=== Input material ===

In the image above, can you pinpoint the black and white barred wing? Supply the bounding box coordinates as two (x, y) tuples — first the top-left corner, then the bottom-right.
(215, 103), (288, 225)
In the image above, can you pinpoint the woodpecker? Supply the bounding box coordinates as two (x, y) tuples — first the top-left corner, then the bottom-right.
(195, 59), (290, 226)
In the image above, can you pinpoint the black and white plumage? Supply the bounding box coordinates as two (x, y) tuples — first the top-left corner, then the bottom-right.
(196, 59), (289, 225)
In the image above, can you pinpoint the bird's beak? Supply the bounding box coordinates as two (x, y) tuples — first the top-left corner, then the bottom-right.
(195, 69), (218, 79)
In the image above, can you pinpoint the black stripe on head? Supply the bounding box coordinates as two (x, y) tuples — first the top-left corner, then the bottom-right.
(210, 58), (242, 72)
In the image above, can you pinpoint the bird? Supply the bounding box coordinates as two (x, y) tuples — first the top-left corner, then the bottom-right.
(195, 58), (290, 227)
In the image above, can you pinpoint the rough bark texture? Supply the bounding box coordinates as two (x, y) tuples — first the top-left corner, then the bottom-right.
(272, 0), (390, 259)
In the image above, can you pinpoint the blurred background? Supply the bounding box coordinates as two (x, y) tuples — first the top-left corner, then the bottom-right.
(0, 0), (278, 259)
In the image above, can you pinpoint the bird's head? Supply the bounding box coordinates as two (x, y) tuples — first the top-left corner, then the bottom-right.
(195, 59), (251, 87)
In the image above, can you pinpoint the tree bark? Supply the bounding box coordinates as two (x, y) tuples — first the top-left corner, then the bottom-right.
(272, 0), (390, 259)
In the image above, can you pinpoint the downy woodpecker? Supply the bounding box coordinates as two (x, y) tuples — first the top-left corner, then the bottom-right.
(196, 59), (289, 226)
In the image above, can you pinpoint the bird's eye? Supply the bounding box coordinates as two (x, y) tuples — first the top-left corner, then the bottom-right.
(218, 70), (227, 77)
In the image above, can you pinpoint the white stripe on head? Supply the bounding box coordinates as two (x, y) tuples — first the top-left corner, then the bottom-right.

===

**Problem details:**
Could you put every one of the entries above into a numbered list, leaving out any blank lines?

**Solution:**
1. In the image above, can you pinpoint the black and white barred wing? Supply the bounding box coordinates as two (x, y) tuples — first the top-left corner, then the bottom-right.
2. (215, 103), (288, 225)
3. In the image above, can you pinpoint the woodpecker? Supply the bounding box coordinates as two (x, y) tuples — first the top-left corner, then the bottom-right.
4. (195, 59), (290, 226)
5. In the image above, can you pinpoint the black and white plumage? Supply the bounding box coordinates as two (x, y) tuples — first the top-left corner, then the bottom-right.
6. (196, 59), (289, 225)
7. In the image above, can you pinpoint the bird's beak? Supply the bounding box coordinates as two (x, y) tuples — first the top-left corner, then the bottom-right.
8. (195, 69), (218, 79)
9. In the image above, can you pinpoint the black stripe on head? Supply the bounding box coordinates as two (x, y) tuples — first the top-left corner, then the bottom-right.
10. (210, 58), (242, 72)
11. In the image above, can you pinpoint the bird? Supply the bounding box coordinates as two (x, y) tuples — first the top-left corner, then the bottom-right.
12. (195, 58), (290, 227)
13. In the image above, can you pinpoint the rough bark texture? Supply the bounding box coordinates as two (x, y) tuples — first the top-left corner, then the bottom-right.
14. (272, 0), (390, 259)
15. In the image above, can you pinpoint the blurred background? Supply the bounding box coordinates as two (x, y) tuples — first the top-left corner, then the bottom-right.
16. (0, 0), (278, 259)
17. In the image above, can you pinpoint the bird's head? Supply the bounding box coordinates as two (x, y) tuples — first the top-left corner, then the bottom-right.
18. (195, 59), (251, 87)
19. In the image above, can you pinpoint the tree bark? Supply the bounding box coordinates as two (x, y) tuples — first the top-left corner, then the bottom-right.
20. (272, 0), (390, 259)
21. In the image above, can you pinpoint the downy woodpecker? Supply the bounding box coordinates as two (x, y) tuples — first the top-left corner, then the bottom-right.
22. (196, 59), (289, 226)
23. In the image above, can you pinpoint the bird's eye? Supply the bounding box coordinates as two (x, y) tuples — first the top-left corner, then the bottom-right.
24. (218, 70), (227, 77)
25. In the image above, can you pinpoint the white stripe on head? Supply the bounding box coordinates as two (x, y) tuples — first the top-left corner, then the bottom-right.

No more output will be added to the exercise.